● DATA

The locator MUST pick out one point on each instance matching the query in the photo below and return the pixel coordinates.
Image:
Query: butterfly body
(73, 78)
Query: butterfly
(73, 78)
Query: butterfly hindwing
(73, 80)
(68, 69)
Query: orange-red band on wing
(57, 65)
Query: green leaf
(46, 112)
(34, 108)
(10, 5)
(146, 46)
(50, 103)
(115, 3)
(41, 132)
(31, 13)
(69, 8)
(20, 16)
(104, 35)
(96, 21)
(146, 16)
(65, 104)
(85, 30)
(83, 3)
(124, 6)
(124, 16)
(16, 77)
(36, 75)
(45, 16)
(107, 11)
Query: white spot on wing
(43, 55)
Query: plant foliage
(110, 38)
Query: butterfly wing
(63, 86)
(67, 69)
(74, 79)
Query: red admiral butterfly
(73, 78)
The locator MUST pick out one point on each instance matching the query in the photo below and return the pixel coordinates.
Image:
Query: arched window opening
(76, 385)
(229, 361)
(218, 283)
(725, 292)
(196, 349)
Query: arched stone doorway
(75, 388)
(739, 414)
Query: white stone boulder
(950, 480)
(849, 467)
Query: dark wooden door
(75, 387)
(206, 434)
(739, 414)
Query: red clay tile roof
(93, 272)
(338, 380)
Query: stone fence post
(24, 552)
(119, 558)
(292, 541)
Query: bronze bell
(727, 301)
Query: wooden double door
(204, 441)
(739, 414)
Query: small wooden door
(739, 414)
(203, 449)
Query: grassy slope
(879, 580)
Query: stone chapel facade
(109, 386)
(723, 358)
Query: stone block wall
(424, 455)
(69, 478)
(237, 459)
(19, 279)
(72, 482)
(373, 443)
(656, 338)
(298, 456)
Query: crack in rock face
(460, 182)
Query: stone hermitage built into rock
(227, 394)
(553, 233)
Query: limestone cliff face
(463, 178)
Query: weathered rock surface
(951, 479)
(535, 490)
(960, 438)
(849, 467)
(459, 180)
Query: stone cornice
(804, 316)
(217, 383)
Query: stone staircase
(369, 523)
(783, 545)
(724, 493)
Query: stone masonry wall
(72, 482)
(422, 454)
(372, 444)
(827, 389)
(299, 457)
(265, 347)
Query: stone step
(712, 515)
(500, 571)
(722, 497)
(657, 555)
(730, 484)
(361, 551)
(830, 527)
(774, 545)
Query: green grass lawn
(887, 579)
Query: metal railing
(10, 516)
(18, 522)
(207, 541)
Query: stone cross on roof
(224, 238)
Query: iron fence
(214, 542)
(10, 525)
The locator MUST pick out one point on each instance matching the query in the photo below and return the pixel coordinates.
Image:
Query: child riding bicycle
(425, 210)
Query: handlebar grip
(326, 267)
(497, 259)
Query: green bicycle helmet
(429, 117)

● EXERCISE INSTRUCTIONS
The response must contain every entry, each one identical to the original.

● ANSWER TO THE PROBLEM
The locator MUST pick out one point on each instance matching the query in the photo below and return the pixel coordinates.
Image:
Query: butterfly body
(73, 78)
Query: butterfly
(73, 78)
Query: butterfly hindwing
(73, 80)
(68, 69)
Query: orange-red band on wing
(57, 65)
Query: green leaf
(46, 112)
(34, 108)
(10, 5)
(146, 46)
(50, 103)
(115, 3)
(41, 132)
(31, 13)
(69, 8)
(20, 16)
(104, 35)
(96, 21)
(146, 16)
(65, 104)
(85, 30)
(83, 3)
(124, 6)
(124, 16)
(16, 77)
(36, 75)
(45, 16)
(107, 11)
Query: white spot on wing
(43, 55)
Query: plant foliage
(110, 38)
Query: butterfly wing
(63, 86)
(67, 69)
(74, 79)
Query: red admiral butterfly
(73, 78)
The locator MUST pick out one point on each instance matching the query in the photo below and return the pixel coordinates.
Image:
Query: arched window opening
(76, 385)
(229, 361)
(218, 283)
(725, 292)
(196, 349)
Query: arched stone doorway
(75, 388)
(739, 414)
Query: white stone boulder
(950, 480)
(849, 467)
Query: dark wooden door
(75, 387)
(206, 434)
(739, 414)
Query: red clay tile roof
(93, 272)
(338, 380)
Query: stone fence post
(24, 552)
(119, 558)
(292, 541)
Query: bronze bell
(727, 301)
Query: wooden double door
(204, 441)
(739, 414)
Query: small wooden door
(739, 414)
(203, 449)
Query: grassy slope
(879, 580)
Query: stone chapel facade
(109, 386)
(723, 358)
Query: stone block wall
(424, 455)
(69, 478)
(237, 459)
(19, 279)
(72, 482)
(373, 443)
(656, 338)
(298, 456)
Query: crack in rock face
(460, 182)
Query: stone hermitage built into rock
(227, 394)
(553, 233)
Query: limestone cliff face
(463, 178)
Query: weathered rock surface
(951, 479)
(535, 490)
(960, 438)
(849, 467)
(459, 180)
Query: stone cornice
(804, 316)
(217, 383)
Query: stone staircase
(369, 523)
(783, 545)
(724, 493)
Query: stone masonry wall
(72, 482)
(422, 454)
(372, 444)
(827, 389)
(299, 457)
(265, 347)
Query: stone step
(712, 515)
(500, 571)
(722, 497)
(657, 555)
(730, 484)
(361, 551)
(830, 527)
(774, 545)
Query: green grass lawn
(887, 579)
Query: metal railing
(10, 516)
(18, 522)
(207, 541)
Query: stone cross on roof
(224, 238)
Query: iron fence
(214, 542)
(10, 525)
The locator MUST pick out one point on each instance matching the query in the photo below and return the pixel coordinates.
Image:
Query: child riding bicycle
(425, 210)
Query: handlebar grip
(326, 267)
(497, 259)
Query: green bicycle helmet
(429, 117)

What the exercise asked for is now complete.